Text extract
Finally, the catalyst in the sealing composition is any of a
variety of polymer cross-linking agents such as multivalent metal
salts or salt releasing compounds and is present in the composition
in an amount in the range of from about 0.1% to about 3% by weight
of the composition.
[0030] A sealing composition that reacts with both aqueous and
non-aqueous fluids, with other chemical components in emulsion
based fluids, with non-emulsified non-aqueous fluids, with delayed
set sealants in the well bore or with formation fluids (oil, gas,
water, etc.) is basically comprised of water, an aqueous rubber
latex, an organophilic clay, sodium carbonate and a latex
stabilizing surfactant such as nonylphenyl ethoxylated with 20 to
30 moles of ethylene oxide. This sealing composition is described
in detail in U.S. Pat. No. 6,258,757 B1 issued to Sweatman et al.
on Jul. 10, 2001, and is also incorporated herein by reference
thereto.
[0031] Yet another sealing composition that can be utilized and
that reacts with aqueous and non-aqueous fluids, with other
chemical components in emulsion based fluids, with non-emulsified
non-aqueous fluids, with delayed set sealants or with formation
fluids (oil, gases, water, etc.) in the well bore is comprised of
fresh water, a latex stabilizer, a rubber latex, a defoamer, a
viscosity thinning surfactant and a dry powder mixture of
organophilic clays. A suitable latex stabilizer is a surfactant
comprised of a sodium salt of an ethoxylated (15 moles or 40 moles)
C.sub.15 alcohol sulfonate having the formula
H(CH.sub.2).sub.15(CH.sub.2CH.sub.2O).sub.15SO.sub.3Na. The rubber
latex stabilizing surfactant is included in the sealing composition
in an amount in the range of from about 0% to about 10% by weight
of the sealing composition. A variety of rubber latexes can be
utilized. A particularly suitable styrene/butadiene aqueous latex
has a styrene/butadiene weight ratio of about 25%:75%, and the
styrene/butadiene copolymer is suspended in an aqueous emulsion in
an amount in the range of from 30% to 60% by weight of the
emulsion. The rubber latex is included in the sealing composition
in an amount in the range of from about 40% to about 80% by volume
of the sealing composition. A particularly suitable defoamer is
polydimethylsiloxane and it is present in the sealing composition
in an amount in the range of from about 0.8% to about 1.2% by
weight of the composition. The viscosity thinning surfactant
utilized in the sealing composition functions to provide mixable
viscosities with heavy powder loadings. A particularly suitable
such viscosity thinning surfactant is the condensation reaction
product of acetone, formaldehyde and sodium sulfite which is
included in the sealing composition in an amount in the range of
from about 0.3% to about 0.6% by weight of the composition. The dry
powder mixture of organophilic clays is included in the sealing
composition in an amount in the range of from about 80 pounds per
barrel to about 300 pounds per barrel of the composition.

Data entries
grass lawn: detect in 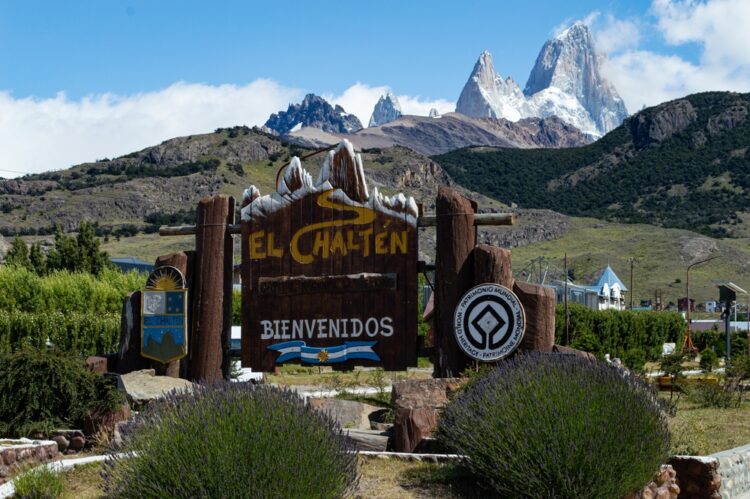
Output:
[669,395,750,456]
[62,463,106,499]
[266,364,432,390]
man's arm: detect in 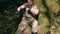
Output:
[17,4,26,11]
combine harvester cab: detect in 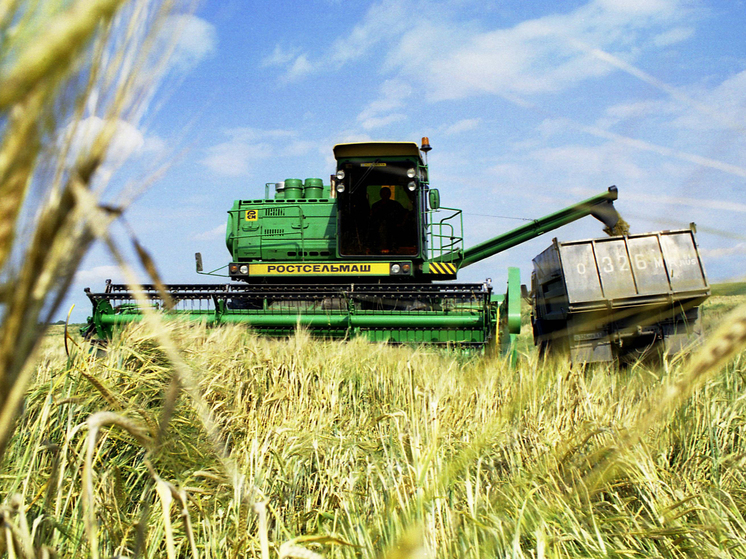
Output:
[531,226,710,363]
[85,138,618,358]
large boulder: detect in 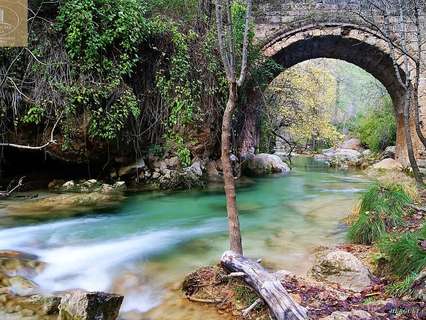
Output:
[381,146,396,159]
[244,153,290,176]
[340,138,362,151]
[334,149,362,162]
[315,148,363,167]
[118,159,146,177]
[373,158,403,171]
[58,290,123,320]
[206,161,223,182]
[310,250,372,292]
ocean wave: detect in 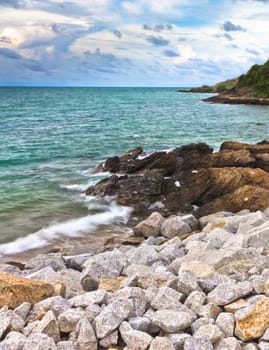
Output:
[0,202,132,255]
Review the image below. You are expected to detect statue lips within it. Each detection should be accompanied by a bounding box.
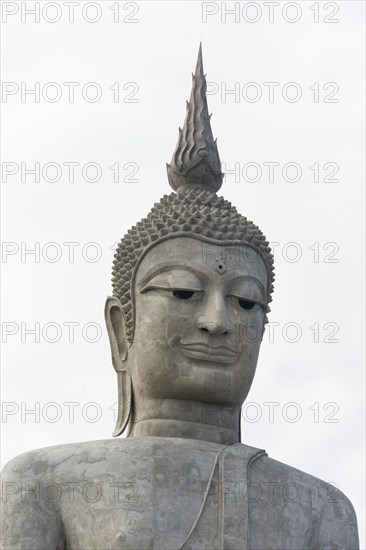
[180,342,240,364]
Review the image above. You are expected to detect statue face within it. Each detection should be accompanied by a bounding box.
[126,237,267,404]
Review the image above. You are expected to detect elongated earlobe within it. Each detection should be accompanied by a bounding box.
[104,296,132,437]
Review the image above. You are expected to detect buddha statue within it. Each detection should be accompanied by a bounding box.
[2,44,358,550]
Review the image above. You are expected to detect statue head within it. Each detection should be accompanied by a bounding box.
[106,47,274,435]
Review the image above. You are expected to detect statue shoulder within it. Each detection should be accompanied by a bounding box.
[250,455,359,550]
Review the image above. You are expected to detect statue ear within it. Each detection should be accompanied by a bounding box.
[104,296,132,437]
[104,296,127,373]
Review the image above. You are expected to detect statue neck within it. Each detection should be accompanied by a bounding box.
[128,399,241,445]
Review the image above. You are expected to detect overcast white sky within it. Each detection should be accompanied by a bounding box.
[2,1,365,548]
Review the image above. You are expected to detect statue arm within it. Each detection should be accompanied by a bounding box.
[1,453,67,550]
[316,484,360,550]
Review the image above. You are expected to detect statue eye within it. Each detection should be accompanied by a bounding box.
[172,289,195,300]
[239,298,255,309]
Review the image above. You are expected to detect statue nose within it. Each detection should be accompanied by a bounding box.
[196,296,229,334]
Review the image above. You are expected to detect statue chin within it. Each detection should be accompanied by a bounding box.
[1,48,358,550]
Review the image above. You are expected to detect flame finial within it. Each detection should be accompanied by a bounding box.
[167,44,223,193]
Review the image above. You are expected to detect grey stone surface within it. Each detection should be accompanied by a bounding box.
[2,46,358,550]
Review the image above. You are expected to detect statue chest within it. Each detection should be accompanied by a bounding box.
[62,453,218,550]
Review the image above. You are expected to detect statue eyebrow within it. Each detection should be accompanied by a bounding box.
[230,275,267,300]
[137,262,197,288]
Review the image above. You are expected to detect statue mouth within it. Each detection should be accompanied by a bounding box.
[180,342,240,363]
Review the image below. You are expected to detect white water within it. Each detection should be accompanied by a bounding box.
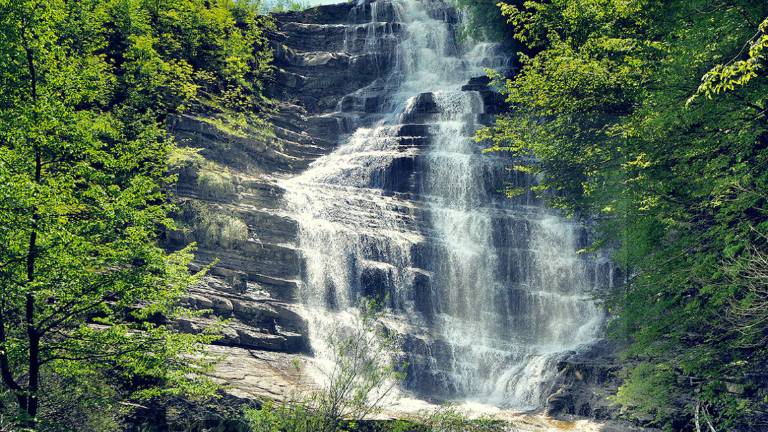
[282,0,610,409]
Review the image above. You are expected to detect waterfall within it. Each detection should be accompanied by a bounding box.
[281,0,610,409]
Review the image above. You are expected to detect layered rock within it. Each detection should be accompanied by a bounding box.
[168,1,624,426]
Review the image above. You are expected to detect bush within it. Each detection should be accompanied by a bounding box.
[246,302,404,432]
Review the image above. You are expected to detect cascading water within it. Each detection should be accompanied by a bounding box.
[282,0,611,409]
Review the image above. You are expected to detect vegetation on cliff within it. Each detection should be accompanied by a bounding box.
[479,0,768,431]
[0,0,271,431]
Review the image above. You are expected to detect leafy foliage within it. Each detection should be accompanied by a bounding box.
[0,0,271,430]
[246,301,404,432]
[479,0,768,430]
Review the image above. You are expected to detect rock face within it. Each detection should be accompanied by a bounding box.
[168,3,399,353]
[546,341,621,420]
[168,0,612,417]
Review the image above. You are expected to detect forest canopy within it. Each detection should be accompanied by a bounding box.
[0,0,272,431]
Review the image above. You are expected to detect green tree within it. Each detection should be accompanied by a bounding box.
[246,301,405,432]
[479,0,768,430]
[0,0,271,429]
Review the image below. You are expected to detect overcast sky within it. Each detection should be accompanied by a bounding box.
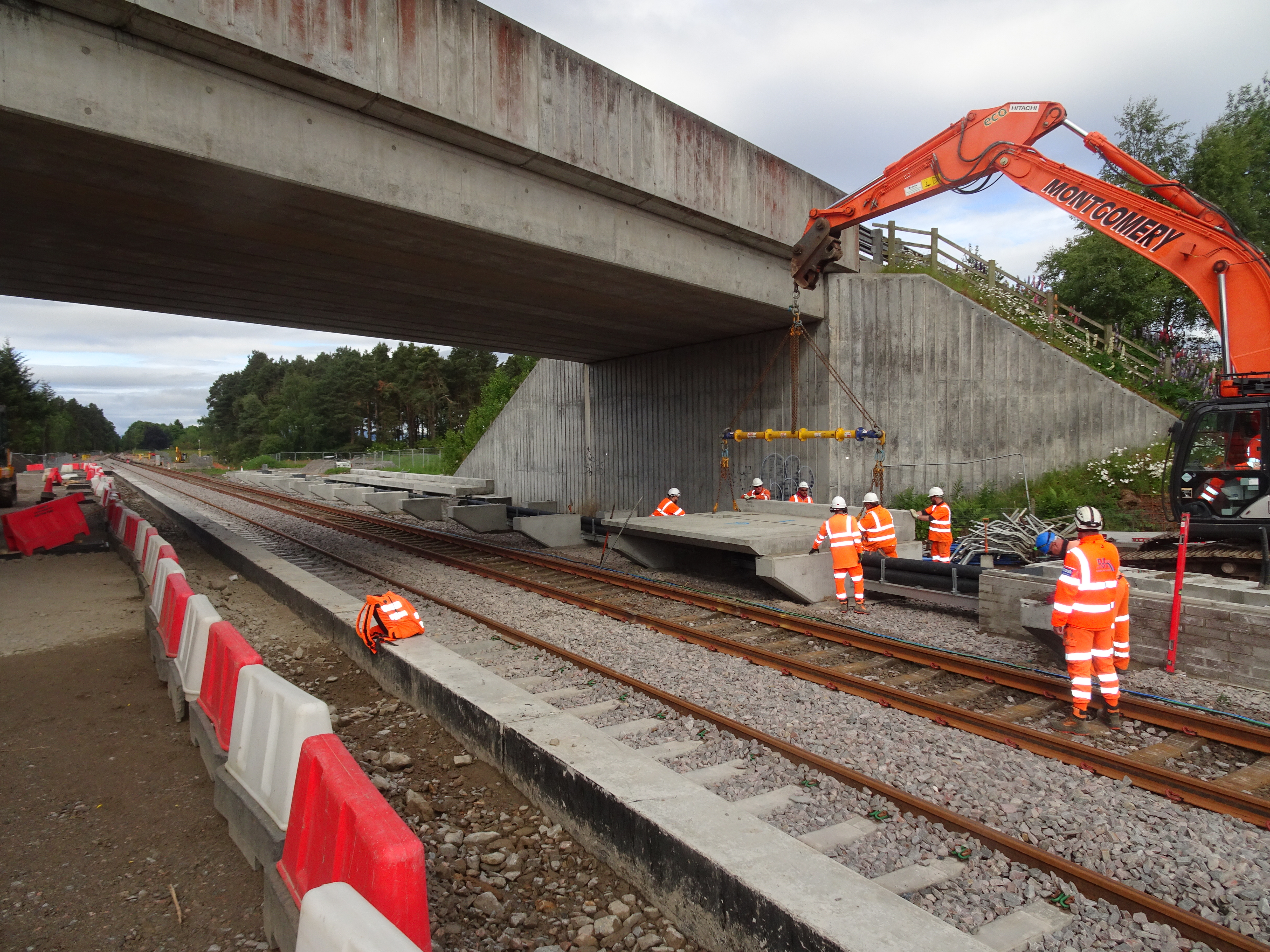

Task instructions
**1)** Reproduce the well-sealing patent text from "[0030] A sealing" to "Sweatman et al.".
**2)** Carry on the well-sealing patent text, picking up right after its final sentence.
These data come from a separate source.

Answers to each task
**1)**
[0030] A sealing composition that reacts with both aqueous and
non-aqueous fluids, with other chemical components in emulsion
based fluids, with non-emulsified non-aqueous fluids, with delayed
set sealants in the well bore or with formation fluids (oil, gas,
water, etc.) is basically comprised of water, an aqueous rubber
latex, an organophilic clay, sodium carbonate and a latex
stabilizing surfactant such as nonylphenyl ethoxylated with 20 to
30 moles of ethylene oxide. This sealing composition is described
in detail in U.S. Pat. No. 6,258,757 B1 issued to Sweatman et al.

**2)**
[0032] The placement of the sealing composition utilized in the one
or more fractures formed in a well bore interval can be controlled
in a manner whereby portions of the sealing composition are
continuously converted into agglutinated sealing masses that are
successively diverted into the one or more fractures until all of
the fractures are sealed. This is accomplished by pumping the
sealing composition through one or more openings at the end of a
string of drill pipe into the well bore interval at a flow rate
relative to the well bore fluids therein whereby the sealing
composition flows through the well bore fluids with controlled
mixing therewith and whereby portions of the sealing composition
are converted into agglutinated sealing composition masses. The
sealing composition masses are squeezed into one or more existing
and/or newly formed fractures in the well bore. The sealing masses
are successively diverted into and seal the fractures thereby
allowing the hydrostatic pressure exerted in the well bore to
increase until all of the fractures in the well bore are sealed.
This method of utilizing a sealing composition is described in
detail in U.S. Pat. No. 5,913,364 to Sweatman issued on Jun. 22,
1999 which is incorporated herein by reference thereto.
[0033] As will be further understood by those skilled in the art,
spacers can be pumped into the well bore interval in front of
and/or behind the sealing composition utilized to prevent the
sealing composition from reacting and solidifying inside the drill
pipe and bottom hole assembly (drill bit, drill collars,
LWD/MWD/PWD tools, drill motors, etc.) during placement into one or
more fractures to be sealed. The spacers can have densities equal
to or greater than the density of the well fluid and the spacers
can be chemically inhibited to prevent formation damage.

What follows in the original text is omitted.